Directive =
Everything from the line holding "Would you mind pointing out the bed" through the last line below must be repeated exactly, and nothing else.

(Stored data entries)
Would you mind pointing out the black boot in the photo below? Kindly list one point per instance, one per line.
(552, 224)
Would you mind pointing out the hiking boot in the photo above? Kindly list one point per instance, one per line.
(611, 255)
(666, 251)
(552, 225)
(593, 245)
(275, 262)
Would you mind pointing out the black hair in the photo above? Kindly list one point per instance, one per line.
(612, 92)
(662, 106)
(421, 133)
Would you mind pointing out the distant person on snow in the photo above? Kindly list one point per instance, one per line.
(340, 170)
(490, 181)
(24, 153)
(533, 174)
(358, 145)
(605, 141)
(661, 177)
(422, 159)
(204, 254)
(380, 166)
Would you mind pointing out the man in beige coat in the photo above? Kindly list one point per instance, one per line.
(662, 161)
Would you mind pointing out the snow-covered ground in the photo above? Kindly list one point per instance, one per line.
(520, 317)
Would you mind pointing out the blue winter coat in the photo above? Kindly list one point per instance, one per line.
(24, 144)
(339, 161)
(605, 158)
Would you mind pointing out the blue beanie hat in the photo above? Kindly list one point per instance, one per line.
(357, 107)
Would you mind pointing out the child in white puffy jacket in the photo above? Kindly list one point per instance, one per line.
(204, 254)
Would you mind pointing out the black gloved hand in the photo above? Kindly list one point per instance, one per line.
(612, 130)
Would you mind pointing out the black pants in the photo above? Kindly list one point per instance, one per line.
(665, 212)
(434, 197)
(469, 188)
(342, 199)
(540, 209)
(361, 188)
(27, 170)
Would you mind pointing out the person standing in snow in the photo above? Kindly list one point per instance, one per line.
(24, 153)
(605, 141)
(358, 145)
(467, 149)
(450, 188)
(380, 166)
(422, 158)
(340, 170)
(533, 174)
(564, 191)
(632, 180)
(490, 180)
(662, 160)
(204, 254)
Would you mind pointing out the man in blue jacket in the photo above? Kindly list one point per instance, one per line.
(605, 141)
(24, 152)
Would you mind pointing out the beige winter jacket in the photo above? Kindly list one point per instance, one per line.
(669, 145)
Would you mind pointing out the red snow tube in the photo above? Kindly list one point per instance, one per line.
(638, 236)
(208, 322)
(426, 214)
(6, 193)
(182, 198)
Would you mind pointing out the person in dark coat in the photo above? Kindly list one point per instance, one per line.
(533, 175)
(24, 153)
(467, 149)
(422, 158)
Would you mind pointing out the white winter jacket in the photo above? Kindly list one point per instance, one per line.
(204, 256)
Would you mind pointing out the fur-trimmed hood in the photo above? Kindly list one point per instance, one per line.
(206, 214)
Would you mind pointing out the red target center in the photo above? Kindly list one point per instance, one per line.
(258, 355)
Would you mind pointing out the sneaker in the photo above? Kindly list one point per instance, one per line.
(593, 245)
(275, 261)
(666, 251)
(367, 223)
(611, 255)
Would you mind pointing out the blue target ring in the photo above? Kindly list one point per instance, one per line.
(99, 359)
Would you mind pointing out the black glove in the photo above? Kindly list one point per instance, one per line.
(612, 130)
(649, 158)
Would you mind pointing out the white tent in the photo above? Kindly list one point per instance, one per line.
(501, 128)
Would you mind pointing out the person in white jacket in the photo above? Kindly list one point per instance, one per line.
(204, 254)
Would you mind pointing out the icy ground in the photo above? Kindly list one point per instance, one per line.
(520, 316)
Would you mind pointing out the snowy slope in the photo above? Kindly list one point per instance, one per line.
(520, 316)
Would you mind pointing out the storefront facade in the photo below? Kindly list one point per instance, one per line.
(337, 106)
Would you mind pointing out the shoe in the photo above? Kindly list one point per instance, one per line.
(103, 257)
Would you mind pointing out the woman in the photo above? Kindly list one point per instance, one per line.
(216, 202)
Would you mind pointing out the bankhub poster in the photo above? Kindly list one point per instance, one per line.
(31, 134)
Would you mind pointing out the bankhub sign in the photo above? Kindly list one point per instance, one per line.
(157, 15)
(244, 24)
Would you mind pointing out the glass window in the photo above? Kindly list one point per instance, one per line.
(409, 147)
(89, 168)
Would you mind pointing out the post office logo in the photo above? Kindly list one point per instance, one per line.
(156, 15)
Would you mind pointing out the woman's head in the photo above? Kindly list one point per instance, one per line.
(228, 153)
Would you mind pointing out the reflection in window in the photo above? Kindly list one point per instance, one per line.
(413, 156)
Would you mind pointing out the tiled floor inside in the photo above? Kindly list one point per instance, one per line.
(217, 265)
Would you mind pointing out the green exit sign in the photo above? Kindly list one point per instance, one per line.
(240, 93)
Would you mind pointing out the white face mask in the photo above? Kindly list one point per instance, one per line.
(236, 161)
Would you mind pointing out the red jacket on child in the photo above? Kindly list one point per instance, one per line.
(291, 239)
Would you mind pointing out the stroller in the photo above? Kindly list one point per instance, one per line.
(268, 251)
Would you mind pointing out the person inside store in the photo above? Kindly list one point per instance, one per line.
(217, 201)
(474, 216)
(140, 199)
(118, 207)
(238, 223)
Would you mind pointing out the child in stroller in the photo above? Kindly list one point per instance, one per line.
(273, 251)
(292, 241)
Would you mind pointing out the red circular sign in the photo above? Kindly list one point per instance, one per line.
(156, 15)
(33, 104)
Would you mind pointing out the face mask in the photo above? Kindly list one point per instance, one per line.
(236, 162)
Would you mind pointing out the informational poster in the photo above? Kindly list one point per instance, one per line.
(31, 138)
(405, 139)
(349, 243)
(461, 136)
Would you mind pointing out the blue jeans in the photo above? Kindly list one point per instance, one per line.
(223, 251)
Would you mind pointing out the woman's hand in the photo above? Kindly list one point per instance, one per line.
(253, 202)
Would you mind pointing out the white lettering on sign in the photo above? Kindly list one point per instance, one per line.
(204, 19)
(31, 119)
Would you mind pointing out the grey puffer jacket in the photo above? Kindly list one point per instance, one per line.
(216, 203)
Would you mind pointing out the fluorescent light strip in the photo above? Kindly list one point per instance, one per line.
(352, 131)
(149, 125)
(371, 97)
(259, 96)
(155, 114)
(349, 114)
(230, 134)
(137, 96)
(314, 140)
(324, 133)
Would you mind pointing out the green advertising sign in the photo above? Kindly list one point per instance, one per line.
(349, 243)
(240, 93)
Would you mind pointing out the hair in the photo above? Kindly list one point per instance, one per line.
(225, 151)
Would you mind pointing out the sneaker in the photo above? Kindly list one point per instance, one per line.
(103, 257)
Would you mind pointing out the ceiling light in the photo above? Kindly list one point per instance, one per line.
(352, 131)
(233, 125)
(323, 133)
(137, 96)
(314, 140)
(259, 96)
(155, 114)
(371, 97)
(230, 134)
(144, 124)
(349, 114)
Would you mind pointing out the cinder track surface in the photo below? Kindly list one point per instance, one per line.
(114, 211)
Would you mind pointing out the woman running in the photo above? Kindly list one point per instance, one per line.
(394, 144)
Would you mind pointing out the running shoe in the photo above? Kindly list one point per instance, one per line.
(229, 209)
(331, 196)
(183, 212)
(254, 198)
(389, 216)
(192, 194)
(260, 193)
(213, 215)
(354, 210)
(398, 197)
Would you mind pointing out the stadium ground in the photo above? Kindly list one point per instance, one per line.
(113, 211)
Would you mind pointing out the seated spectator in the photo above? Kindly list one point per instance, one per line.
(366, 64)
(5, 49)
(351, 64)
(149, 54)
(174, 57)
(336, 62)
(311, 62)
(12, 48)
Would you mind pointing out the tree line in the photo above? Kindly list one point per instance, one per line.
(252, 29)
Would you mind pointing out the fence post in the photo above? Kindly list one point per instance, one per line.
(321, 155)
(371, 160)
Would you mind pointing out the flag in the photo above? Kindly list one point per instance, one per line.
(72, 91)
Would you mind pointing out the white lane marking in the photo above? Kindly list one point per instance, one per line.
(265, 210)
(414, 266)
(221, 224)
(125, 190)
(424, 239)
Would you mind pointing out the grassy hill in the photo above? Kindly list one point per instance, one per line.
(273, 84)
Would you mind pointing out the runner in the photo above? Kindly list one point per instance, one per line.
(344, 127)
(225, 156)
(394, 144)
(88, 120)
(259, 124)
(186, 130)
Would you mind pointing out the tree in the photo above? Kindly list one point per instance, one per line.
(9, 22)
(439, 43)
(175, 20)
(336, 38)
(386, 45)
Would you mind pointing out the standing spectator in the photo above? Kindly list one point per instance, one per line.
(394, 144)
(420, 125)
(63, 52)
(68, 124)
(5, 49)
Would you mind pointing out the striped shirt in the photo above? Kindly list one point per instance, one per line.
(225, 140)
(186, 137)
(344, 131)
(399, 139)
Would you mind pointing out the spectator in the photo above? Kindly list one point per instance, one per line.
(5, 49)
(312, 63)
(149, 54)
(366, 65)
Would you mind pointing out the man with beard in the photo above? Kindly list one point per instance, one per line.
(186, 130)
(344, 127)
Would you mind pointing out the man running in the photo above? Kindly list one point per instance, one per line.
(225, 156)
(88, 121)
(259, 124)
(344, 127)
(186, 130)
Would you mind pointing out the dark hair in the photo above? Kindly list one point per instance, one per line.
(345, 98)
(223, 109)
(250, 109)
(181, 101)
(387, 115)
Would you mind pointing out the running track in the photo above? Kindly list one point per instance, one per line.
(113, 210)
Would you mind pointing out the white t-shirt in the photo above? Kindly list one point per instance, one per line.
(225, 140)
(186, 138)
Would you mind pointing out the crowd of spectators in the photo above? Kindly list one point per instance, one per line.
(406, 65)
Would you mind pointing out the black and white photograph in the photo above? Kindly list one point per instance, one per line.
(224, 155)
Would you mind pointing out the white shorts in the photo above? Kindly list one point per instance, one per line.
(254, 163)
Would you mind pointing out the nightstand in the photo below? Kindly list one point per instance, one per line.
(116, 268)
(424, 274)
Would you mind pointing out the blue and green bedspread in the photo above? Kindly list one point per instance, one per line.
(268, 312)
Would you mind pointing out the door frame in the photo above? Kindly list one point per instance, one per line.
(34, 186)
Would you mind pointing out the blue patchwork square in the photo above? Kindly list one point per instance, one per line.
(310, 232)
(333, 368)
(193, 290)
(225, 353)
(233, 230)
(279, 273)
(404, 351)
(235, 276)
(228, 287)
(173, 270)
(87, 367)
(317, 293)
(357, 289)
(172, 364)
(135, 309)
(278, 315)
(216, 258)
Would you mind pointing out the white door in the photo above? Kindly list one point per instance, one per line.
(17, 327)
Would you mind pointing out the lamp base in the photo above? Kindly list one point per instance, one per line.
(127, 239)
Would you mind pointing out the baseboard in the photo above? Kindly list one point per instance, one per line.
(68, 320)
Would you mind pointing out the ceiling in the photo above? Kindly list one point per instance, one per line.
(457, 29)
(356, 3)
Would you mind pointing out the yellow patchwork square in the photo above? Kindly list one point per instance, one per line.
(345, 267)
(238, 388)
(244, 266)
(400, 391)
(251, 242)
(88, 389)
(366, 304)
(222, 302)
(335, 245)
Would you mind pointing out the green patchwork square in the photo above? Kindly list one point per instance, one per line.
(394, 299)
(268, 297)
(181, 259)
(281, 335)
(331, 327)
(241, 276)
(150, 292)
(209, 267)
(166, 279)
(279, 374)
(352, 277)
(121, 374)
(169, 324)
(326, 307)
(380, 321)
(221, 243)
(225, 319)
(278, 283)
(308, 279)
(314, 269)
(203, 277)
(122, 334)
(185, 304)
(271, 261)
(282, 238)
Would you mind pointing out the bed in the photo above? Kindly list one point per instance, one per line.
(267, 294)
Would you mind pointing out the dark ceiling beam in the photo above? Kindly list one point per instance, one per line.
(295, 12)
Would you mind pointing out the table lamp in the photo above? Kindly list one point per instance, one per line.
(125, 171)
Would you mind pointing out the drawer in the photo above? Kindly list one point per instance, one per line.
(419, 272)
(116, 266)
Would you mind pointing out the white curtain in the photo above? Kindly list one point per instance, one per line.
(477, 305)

Result of the task =
Would you mind pointing out the bed in the photo above? Kindly list one point per instance, one per line.
(267, 294)
Would you mind pointing out the dark ceiling beam in the photo above? Kindly list one point per instance, one per line.
(295, 12)
Would you mind pointing out the table lamp in the photo above? Kindly list one point per instance, one per line.
(125, 171)
Would you mind pointing out the drawer in the photo above? Kindly list one point per instance, one per line.
(419, 272)
(116, 266)
Would you mind pointing out the white curtain in the photo above? Kindly list one point per instance, one per line.
(477, 305)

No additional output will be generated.